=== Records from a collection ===
"""

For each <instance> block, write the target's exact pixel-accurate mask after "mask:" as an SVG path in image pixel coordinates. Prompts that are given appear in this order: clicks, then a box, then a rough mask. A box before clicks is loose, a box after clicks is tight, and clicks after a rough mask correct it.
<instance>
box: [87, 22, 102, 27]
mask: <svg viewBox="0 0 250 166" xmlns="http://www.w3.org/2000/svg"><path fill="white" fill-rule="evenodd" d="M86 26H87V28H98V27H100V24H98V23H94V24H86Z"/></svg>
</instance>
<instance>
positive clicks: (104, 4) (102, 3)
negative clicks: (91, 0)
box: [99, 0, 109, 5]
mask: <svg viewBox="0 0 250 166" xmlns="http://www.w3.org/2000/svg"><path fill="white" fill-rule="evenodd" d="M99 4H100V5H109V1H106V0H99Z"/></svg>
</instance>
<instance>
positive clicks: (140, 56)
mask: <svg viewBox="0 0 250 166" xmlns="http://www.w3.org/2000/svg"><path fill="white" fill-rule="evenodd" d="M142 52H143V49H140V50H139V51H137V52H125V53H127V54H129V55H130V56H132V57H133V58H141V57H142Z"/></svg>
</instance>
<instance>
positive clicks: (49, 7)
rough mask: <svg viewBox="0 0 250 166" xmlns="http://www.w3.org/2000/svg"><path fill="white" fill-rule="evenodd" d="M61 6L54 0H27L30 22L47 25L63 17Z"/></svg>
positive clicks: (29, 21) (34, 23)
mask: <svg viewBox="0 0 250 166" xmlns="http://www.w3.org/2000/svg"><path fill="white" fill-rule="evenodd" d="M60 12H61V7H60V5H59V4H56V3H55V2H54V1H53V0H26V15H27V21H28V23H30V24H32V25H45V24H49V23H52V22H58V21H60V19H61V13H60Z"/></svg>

"""

=== REQUIRED WORK ===
With the string "rough" as the key, filter the data above and show the lines that match.

=== YOUR RESPONSE ===
For each <instance> block, write the target's exact pixel-accurate mask after "mask:" as an SVG path in image pixel coordinates. Prompts that are given appear in this order: clicks, then a box, then a rough mask. A box before clicks is loose, a box after clicks is tight, and clicks after a rough mask correct it.
rough mask: <svg viewBox="0 0 250 166" xmlns="http://www.w3.org/2000/svg"><path fill="white" fill-rule="evenodd" d="M61 6L54 0H27L30 22L47 25L63 17Z"/></svg>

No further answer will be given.